* Exercise objective: Can you reproduce every item below word for word, leaving out the pictures?
++++
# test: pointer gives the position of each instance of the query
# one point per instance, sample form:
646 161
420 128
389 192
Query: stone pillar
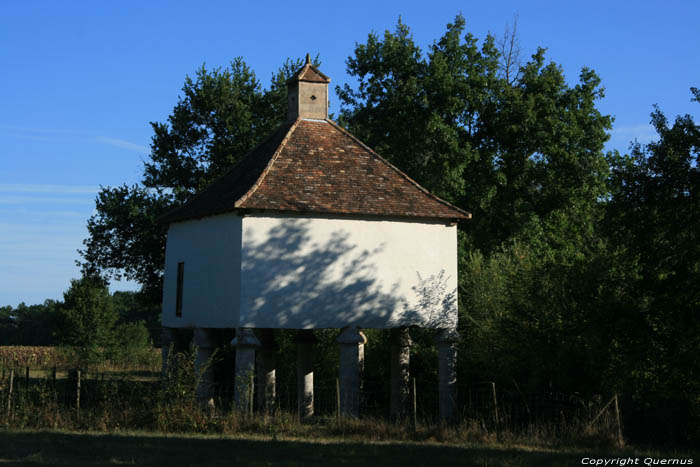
245 343
168 342
361 358
349 372
446 341
400 360
205 342
305 374
266 366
++++
* Exercise solution:
# test: pointer gives the position of each instance of the query
# one point per instance, sample form:
646 161
420 128
389 192
Query: stone pillar
245 343
168 342
361 358
349 372
446 341
400 360
205 342
305 374
266 366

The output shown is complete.